What you should do —
All lines from the one with "Where can the worker" to the end of the entries below must be written out exactly. Leave out any other line.

Data records —
_ _ _ _
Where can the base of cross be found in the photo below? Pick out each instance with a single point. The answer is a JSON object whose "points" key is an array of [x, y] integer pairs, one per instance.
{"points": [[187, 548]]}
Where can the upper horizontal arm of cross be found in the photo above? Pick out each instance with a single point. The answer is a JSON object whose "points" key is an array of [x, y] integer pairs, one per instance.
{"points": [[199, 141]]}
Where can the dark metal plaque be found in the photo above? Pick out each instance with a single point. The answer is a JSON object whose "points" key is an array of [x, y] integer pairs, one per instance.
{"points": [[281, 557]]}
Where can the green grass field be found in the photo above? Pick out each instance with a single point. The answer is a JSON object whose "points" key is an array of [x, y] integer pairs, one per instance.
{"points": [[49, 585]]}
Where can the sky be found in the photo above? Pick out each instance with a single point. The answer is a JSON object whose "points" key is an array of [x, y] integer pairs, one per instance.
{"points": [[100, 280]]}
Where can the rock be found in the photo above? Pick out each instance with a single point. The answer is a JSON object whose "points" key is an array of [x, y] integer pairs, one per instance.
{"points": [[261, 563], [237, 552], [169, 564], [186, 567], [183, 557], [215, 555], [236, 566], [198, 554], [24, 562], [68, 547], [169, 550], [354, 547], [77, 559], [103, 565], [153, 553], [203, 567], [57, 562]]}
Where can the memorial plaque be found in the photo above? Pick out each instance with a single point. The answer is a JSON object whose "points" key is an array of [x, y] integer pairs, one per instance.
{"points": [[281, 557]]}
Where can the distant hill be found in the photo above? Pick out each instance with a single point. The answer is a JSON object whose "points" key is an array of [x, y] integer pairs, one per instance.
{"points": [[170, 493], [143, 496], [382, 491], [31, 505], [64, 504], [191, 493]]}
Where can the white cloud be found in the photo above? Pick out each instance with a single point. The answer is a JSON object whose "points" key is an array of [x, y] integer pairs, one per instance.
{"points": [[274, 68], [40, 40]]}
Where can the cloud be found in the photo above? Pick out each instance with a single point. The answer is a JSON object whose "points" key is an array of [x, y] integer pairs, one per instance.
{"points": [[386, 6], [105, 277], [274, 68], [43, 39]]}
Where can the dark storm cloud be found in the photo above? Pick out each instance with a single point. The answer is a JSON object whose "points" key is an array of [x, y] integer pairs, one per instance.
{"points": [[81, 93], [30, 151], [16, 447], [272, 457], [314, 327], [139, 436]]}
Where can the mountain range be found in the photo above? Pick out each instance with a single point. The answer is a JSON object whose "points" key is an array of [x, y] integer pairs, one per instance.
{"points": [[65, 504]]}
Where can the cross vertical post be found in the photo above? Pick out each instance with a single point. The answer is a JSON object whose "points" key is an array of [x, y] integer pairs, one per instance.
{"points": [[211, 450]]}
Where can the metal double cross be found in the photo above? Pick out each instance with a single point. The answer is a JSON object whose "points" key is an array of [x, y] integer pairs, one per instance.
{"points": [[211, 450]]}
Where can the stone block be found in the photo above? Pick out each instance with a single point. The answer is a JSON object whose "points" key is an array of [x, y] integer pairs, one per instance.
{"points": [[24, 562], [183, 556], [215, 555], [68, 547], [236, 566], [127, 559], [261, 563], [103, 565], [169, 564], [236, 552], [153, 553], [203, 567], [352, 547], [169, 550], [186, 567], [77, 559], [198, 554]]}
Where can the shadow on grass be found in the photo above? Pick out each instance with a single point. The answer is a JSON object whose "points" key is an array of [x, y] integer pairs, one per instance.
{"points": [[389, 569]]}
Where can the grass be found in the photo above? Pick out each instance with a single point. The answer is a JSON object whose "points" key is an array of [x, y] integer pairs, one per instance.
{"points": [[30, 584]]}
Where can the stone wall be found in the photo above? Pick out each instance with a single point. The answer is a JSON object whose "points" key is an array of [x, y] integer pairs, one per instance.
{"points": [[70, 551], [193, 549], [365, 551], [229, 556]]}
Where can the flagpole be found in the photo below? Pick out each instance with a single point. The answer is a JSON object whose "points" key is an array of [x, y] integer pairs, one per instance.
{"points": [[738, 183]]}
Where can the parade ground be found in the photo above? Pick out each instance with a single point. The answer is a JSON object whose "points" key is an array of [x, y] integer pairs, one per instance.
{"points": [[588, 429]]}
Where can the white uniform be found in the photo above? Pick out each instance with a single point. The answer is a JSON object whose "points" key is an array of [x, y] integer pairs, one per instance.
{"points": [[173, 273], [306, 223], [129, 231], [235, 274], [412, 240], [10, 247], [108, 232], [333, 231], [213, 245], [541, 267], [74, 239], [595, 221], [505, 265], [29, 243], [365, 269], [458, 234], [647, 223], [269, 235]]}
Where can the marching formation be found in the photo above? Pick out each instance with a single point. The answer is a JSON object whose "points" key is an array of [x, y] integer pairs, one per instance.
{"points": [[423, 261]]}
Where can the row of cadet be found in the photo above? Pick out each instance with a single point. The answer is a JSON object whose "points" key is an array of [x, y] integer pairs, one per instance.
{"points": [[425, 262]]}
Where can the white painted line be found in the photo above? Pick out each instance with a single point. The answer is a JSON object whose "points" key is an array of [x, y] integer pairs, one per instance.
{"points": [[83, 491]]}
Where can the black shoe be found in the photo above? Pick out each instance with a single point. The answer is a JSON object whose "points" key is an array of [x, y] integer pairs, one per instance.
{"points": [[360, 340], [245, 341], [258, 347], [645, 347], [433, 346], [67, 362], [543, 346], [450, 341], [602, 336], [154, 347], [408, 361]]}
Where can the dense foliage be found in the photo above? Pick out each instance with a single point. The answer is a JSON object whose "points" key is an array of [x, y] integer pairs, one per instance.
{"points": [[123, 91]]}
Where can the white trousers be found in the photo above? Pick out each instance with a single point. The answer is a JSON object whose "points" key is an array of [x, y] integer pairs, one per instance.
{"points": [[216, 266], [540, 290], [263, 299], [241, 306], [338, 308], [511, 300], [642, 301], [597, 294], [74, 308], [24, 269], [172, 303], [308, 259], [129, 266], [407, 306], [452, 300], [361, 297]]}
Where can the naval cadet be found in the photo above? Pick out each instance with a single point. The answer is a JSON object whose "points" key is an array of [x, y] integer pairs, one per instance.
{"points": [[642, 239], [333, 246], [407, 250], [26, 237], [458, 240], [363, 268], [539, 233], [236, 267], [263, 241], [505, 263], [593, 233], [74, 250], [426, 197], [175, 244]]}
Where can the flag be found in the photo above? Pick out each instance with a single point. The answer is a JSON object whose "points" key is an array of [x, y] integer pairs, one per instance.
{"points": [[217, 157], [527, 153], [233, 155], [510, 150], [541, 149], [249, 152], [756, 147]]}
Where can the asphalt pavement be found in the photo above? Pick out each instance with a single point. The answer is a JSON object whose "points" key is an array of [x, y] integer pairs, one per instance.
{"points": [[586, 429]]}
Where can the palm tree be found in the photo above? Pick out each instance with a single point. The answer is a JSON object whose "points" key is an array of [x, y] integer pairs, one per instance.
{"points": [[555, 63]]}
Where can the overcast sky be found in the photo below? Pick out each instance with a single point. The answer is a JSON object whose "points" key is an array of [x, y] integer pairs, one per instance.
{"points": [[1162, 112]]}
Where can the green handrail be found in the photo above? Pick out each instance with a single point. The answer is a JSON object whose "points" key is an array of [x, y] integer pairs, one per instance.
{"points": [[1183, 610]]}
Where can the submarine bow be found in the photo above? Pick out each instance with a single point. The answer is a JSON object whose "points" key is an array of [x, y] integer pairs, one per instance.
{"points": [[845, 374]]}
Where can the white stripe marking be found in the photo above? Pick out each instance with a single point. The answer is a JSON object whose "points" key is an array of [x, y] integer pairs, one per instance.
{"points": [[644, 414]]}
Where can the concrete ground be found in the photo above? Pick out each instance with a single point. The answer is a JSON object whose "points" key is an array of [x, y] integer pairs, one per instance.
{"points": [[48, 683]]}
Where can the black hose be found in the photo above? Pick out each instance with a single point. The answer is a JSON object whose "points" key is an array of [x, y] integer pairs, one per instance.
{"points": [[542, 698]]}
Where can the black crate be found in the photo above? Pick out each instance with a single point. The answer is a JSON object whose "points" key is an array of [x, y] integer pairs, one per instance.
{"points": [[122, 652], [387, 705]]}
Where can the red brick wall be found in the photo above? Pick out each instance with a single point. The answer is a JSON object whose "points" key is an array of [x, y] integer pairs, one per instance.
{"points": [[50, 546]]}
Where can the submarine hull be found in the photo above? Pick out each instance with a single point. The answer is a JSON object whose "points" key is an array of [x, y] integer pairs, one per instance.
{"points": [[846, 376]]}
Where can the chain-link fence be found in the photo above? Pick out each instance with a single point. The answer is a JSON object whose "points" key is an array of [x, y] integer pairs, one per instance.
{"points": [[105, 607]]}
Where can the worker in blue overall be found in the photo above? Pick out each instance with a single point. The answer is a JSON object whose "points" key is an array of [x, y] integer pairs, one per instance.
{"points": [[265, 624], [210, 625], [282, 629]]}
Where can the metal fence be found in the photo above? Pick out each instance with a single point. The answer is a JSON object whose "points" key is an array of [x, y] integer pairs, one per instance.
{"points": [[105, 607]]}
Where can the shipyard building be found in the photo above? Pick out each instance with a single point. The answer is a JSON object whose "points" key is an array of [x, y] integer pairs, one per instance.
_ _ _ _
Output for this task —
Where can the worker in blue overall be found in the photo above? Pick out each instance with a single point. The answer is a JSON object whose "points" key is an array of [x, y] integer pairs, one per instance.
{"points": [[265, 624], [210, 625], [282, 629]]}
Where can the metal fence be found in the photo above? Pick out each instance with a single point. The answer is a JSON object whose "points" key is an array of [x, y] integer pairs, one per instance.
{"points": [[105, 607]]}
Where can the shipyard building be found in the photo above? Pick out each instance with a single point. The answer is a JSON object whose "points" key is an array of [x, y] integer pairs, one per instance.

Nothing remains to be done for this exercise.